* _PROBLEM_: Quote the whole listing word for word, please.
--- begin ---
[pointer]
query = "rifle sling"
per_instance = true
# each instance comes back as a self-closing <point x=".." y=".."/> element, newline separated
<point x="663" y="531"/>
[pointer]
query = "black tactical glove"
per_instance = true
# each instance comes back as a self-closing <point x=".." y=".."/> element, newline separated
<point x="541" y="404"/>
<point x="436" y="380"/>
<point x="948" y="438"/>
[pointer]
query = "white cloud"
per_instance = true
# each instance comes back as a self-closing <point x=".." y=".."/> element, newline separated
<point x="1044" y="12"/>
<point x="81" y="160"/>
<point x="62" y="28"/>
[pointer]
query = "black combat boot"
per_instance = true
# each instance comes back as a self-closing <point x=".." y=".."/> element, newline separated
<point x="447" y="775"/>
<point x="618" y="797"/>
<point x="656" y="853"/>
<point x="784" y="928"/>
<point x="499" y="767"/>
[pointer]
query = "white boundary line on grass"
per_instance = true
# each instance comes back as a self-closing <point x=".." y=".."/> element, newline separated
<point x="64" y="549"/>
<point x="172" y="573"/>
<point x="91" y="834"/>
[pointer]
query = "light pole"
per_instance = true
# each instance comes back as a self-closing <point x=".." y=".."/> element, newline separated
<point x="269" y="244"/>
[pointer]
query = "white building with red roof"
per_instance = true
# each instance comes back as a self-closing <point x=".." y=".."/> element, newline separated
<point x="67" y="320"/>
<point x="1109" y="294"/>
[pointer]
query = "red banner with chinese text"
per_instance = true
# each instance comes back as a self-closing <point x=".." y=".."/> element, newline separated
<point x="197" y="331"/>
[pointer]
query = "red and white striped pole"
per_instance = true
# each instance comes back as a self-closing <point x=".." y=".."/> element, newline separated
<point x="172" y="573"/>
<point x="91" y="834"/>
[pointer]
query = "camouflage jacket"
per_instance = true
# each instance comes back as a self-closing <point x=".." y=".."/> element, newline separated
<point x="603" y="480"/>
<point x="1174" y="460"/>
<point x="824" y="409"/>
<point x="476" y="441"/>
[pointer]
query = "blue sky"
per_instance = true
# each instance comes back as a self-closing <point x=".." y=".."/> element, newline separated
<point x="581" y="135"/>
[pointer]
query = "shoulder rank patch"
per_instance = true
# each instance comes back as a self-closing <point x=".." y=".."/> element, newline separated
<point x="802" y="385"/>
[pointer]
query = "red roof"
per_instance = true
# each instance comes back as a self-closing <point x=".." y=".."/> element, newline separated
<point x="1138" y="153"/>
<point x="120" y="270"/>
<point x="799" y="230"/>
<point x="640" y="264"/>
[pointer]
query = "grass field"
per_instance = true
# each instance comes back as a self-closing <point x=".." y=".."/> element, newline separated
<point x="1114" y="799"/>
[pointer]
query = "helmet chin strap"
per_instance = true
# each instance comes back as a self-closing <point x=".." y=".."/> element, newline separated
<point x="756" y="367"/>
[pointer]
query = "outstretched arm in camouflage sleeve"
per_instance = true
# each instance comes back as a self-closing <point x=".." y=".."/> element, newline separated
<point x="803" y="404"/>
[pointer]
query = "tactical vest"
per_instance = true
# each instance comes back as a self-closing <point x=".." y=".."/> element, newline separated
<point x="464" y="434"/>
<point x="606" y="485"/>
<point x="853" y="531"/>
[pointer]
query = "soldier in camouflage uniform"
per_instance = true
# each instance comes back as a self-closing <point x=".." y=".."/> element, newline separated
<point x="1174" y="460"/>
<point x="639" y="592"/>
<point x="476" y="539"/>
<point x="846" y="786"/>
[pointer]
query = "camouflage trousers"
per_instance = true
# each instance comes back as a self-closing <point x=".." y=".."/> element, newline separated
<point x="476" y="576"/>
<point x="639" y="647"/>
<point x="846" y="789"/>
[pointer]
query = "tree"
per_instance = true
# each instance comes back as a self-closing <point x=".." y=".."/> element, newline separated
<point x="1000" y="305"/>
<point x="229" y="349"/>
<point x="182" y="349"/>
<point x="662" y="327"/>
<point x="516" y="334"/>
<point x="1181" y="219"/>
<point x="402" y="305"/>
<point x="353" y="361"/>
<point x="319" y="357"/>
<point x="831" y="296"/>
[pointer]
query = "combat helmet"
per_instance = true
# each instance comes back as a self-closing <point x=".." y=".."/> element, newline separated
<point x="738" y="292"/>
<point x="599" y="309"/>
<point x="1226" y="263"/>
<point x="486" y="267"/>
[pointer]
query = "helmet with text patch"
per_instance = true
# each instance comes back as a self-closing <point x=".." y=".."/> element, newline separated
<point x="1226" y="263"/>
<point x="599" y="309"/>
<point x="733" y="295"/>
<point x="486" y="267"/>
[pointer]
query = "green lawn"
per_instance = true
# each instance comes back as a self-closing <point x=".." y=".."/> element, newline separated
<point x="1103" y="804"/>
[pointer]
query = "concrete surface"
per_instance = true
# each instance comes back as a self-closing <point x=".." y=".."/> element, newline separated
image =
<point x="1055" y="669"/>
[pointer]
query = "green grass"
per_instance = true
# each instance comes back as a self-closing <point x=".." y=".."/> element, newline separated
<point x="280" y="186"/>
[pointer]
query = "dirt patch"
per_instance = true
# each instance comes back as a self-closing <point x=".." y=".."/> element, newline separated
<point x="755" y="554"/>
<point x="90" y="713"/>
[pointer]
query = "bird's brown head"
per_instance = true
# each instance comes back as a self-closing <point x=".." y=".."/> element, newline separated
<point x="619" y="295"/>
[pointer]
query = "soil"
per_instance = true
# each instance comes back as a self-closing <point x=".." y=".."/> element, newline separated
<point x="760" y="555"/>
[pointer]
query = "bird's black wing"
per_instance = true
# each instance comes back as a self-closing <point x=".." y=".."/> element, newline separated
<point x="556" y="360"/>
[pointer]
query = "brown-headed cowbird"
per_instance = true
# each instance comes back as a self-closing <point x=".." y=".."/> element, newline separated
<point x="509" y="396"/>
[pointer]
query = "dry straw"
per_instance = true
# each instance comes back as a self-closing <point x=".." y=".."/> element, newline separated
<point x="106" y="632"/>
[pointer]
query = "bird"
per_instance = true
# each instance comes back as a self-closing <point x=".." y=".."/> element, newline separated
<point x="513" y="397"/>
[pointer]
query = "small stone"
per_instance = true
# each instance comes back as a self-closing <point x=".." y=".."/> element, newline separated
--- end ---
* _SOLUTION TO THIS TASK_:
[pointer]
query = "rifle sling"
per_instance = true
# each instance comes back as a self-closing <point x=".." y=".."/> element, newline separated
<point x="663" y="531"/>
[pointer]
query = "black tactical glove"
per_instance = true
# each instance comes back as a self-closing <point x=".." y=".."/> element, newline separated
<point x="541" y="404"/>
<point x="436" y="380"/>
<point x="948" y="438"/>
[pointer]
query = "white cloud"
per_instance = true
# each instance comes back as a self-closing <point x=".." y=".."/> element, newline separated
<point x="1044" y="12"/>
<point x="81" y="160"/>
<point x="62" y="28"/>
[pointer]
query = "black combat boot"
per_instance = true
# each instance comes back as a self-closing <point x=".." y=".."/> element, newline separated
<point x="447" y="775"/>
<point x="618" y="797"/>
<point x="656" y="853"/>
<point x="784" y="928"/>
<point x="499" y="767"/>
[pointer]
query = "white boundary line on grass"
per_instance = true
# each instance comes back as a self-closing <point x=".." y=".."/> element, newline separated
<point x="64" y="549"/>
<point x="172" y="573"/>
<point x="91" y="834"/>
[pointer]
query = "light pole"
per_instance = true
# each instance comes back as a self-closing <point x=".." y=".."/> element, newline separated
<point x="269" y="244"/>
[pointer]
query = "white building with red roof"
per_instance = true
# each instance comes back as a self-closing <point x=".." y=".."/> element, newline separated
<point x="67" y="320"/>
<point x="1109" y="294"/>
[pointer]
query = "red banner with chinese text"
per_instance = true
# each instance comes back as a self-closing <point x=".." y=".."/> element, newline separated
<point x="197" y="331"/>
[pointer]
query = "red and white striped pole"
per_instance = true
# each instance comes back as a self-closing <point x=".." y=".."/> element, newline separated
<point x="172" y="573"/>
<point x="91" y="834"/>
[pointer]
query = "camouflage jacket"
per_instance = true
# each instance comes back as a self-closing <point x=".." y=".."/> element, newline separated
<point x="603" y="480"/>
<point x="1174" y="460"/>
<point x="824" y="409"/>
<point x="476" y="441"/>
[pointer]
query = "blue sky"
per_instance = true
# each instance comes back as a self-closing <point x=".." y=".."/> element, newline separated
<point x="581" y="135"/>
[pointer]
query = "shoulder rank patch"
per_instance = true
# each instance comes back as a self-closing <point x=".." y=".."/> element, newline separated
<point x="802" y="385"/>
[pointer]
query = "red roof"
per_instance = true
# each instance comes back as a self-closing <point x=".." y=".."/> element, newline separated
<point x="1138" y="153"/>
<point x="120" y="270"/>
<point x="799" y="230"/>
<point x="640" y="264"/>
[pointer]
query = "grass field"
per_instance = true
# each instance comes back as a self-closing <point x=".." y=".."/> element, newline separated
<point x="1114" y="799"/>
[pointer]
query = "helmet chin strap"
per_instance = true
# each instance comes back as a self-closing <point x=".." y=".."/> element, newline separated
<point x="756" y="367"/>
[pointer]
query = "outstretched arm in camouflage sleeve"
per_instance = true
# each instance comes back as a self-closing <point x=".." y=".."/> element, newline separated
<point x="803" y="404"/>
[pointer]
query = "tactical vest"
per_instance = true
# each instance comes back as a self-closing <point x=".." y=".."/> element, newline separated
<point x="464" y="434"/>
<point x="606" y="485"/>
<point x="853" y="531"/>
[pointer]
query = "soldier in camouflage uniform"
per_instance = true
# each instance comes back as a self-closing <point x=".." y=".."/> element, newline separated
<point x="1174" y="460"/>
<point x="639" y="592"/>
<point x="476" y="539"/>
<point x="846" y="786"/>
[pointer]
query = "camouflage trousers"
per_instance = true
# each instance comes back as a self-closing <point x=".." y=".."/> element, newline separated
<point x="476" y="576"/>
<point x="639" y="647"/>
<point x="846" y="789"/>
[pointer]
query = "tree"
per_instance = true
# each instance comes back as a self-closing <point x=".." y=".."/> element, newline separated
<point x="1000" y="305"/>
<point x="229" y="349"/>
<point x="182" y="349"/>
<point x="662" y="327"/>
<point x="516" y="334"/>
<point x="1181" y="219"/>
<point x="402" y="305"/>
<point x="353" y="361"/>
<point x="319" y="357"/>
<point x="831" y="296"/>
[pointer]
query = "combat helmet"
per_instance = true
# each instance comes back as a self-closing <point x=".." y=".."/> element, newline separated
<point x="738" y="292"/>
<point x="599" y="309"/>
<point x="1226" y="263"/>
<point x="486" y="267"/>
[pointer]
query = "helmet with text patch"
per_instance = true
# each instance comes back as a self-closing <point x=".." y=".."/> element, newline separated
<point x="1226" y="263"/>
<point x="599" y="309"/>
<point x="733" y="295"/>
<point x="486" y="267"/>
[pointer]
query = "green lawn"
per_instance = true
# each instance comes back as a self-closing <point x=".." y=".."/> element, newline separated
<point x="1103" y="804"/>
[pointer]
query = "concrete surface"
per_instance = true
# each instance comes back as a self-closing <point x=".." y=".."/> element, newline separated
image =
<point x="1055" y="669"/>
[pointer]
query = "green grass"
per_instance = true
# each instance comes back as a self-closing <point x=".." y=".."/> element, newline separated
<point x="280" y="186"/>
[pointer]
query = "dirt patch"
per_instance = true
# each instance comes back as a self-closing <point x=".." y=".."/> element, newline separated
<point x="755" y="554"/>
<point x="90" y="713"/>
[pointer]
query = "bird's brown head"
per_instance = true
# each instance comes back as a self-closing <point x=".." y=".."/> element, newline separated
<point x="619" y="295"/>
[pointer]
query = "soil"
per_instance = true
# each instance comes back as a self-closing <point x=".." y=".."/> element, newline separated
<point x="760" y="555"/>
[pointer]
query = "bird's black wing"
per_instance = true
# each instance comes back as a self-closing <point x=".." y=".."/> element, newline separated
<point x="556" y="360"/>
[pointer]
query = "brown-headed cowbird"
per_instance = true
# each instance comes back as a self-closing <point x=".." y=".."/> element, newline separated
<point x="509" y="396"/>
[pointer]
query = "dry straw"
per_instance = true
# each instance comes back as a self-closing <point x=".." y=".."/> element, newline separated
<point x="106" y="632"/>
[pointer]
query = "bird"
per_instance = true
# each instance comes back as a self-closing <point x=".." y=".."/> element, newline separated
<point x="513" y="397"/>
[pointer]
query = "small stone"
per_instance = true
# each instance comes back as a self-closing <point x=".." y=".."/> element, newline separated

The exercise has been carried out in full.